• _Rows_

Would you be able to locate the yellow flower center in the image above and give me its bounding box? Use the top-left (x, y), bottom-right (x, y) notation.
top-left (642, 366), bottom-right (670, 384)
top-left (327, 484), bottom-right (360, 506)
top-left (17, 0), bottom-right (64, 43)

* * *

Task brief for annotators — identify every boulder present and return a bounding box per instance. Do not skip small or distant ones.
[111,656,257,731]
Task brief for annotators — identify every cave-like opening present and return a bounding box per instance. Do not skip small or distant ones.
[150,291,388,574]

• _Task objective_
Recast the items in the part that opens with the line containing "Task brief for annotators — identify every cave-like" and closes with the line containing "[150,291,388,574]" as a two-column CSV with the headers instruction and boxes, one row per item. Put each item's text and its answer in a single quoted field, replacing any line breaks with spaces.

• _Written solution_
instruction,boxes
"Task brief for annotators — identify every cave-like opening present and return a bounding box per instance. Do not skip small or distant ones.","[150,291,388,574]"